_ACTION ITEM:_
Retype all of the data that follows, line for line.

======== EXERCISE DATA ========

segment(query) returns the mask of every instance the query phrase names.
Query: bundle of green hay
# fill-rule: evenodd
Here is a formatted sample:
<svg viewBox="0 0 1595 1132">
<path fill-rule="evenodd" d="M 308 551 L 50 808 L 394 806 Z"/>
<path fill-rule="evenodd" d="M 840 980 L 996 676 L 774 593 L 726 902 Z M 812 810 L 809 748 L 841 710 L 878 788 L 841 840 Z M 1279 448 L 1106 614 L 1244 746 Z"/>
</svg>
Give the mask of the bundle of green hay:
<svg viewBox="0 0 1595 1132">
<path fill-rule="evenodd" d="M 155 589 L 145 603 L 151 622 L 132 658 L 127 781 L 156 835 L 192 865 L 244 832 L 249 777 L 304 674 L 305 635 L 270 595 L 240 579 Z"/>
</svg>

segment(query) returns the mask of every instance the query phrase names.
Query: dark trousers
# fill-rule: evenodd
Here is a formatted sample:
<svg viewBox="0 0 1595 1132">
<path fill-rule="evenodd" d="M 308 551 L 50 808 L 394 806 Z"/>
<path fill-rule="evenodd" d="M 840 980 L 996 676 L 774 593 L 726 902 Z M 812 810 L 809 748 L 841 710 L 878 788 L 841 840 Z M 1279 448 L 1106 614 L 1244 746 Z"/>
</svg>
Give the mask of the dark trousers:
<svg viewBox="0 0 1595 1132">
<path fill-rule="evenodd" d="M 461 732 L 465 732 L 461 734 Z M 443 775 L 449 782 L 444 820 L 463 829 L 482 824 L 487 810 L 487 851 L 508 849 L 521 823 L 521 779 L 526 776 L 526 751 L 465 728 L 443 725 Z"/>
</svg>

========

_TASK ANSWER:_
segment(query) returns the mask of every instance the query phrase names.
Query: bundle of green hay
# fill-rule: evenodd
Here is a formatted sample:
<svg viewBox="0 0 1595 1132">
<path fill-rule="evenodd" d="M 308 551 L 50 808 L 394 806 Z"/>
<path fill-rule="evenodd" d="M 840 980 L 996 676 L 774 593 L 726 902 Z M 812 810 L 809 748 L 841 710 L 878 788 L 841 840 Z M 1279 448 L 1106 614 L 1244 746 Z"/>
</svg>
Give the mask of the bundle of green hay:
<svg viewBox="0 0 1595 1132">
<path fill-rule="evenodd" d="M 155 589 L 145 603 L 151 622 L 132 658 L 127 781 L 156 835 L 192 865 L 244 832 L 249 777 L 304 674 L 305 635 L 270 595 L 240 579 Z"/>
</svg>

segment(query) returns the mask of every instance the query phrase names.
Query: dark trousers
# fill-rule: evenodd
Here is a formatted sample:
<svg viewBox="0 0 1595 1132">
<path fill-rule="evenodd" d="M 308 551 L 50 808 L 394 806 Z"/>
<path fill-rule="evenodd" d="M 840 980 L 996 676 L 774 593 L 726 902 Z M 812 810 L 809 748 L 841 710 L 878 788 L 841 840 Z M 1279 448 L 1106 614 L 1244 746 Z"/>
</svg>
Give the mask of the dark trousers:
<svg viewBox="0 0 1595 1132">
<path fill-rule="evenodd" d="M 461 732 L 465 732 L 461 734 Z M 443 775 L 449 782 L 444 820 L 463 829 L 482 824 L 487 810 L 487 851 L 508 849 L 521 823 L 521 779 L 526 776 L 526 751 L 465 728 L 443 725 Z"/>
</svg>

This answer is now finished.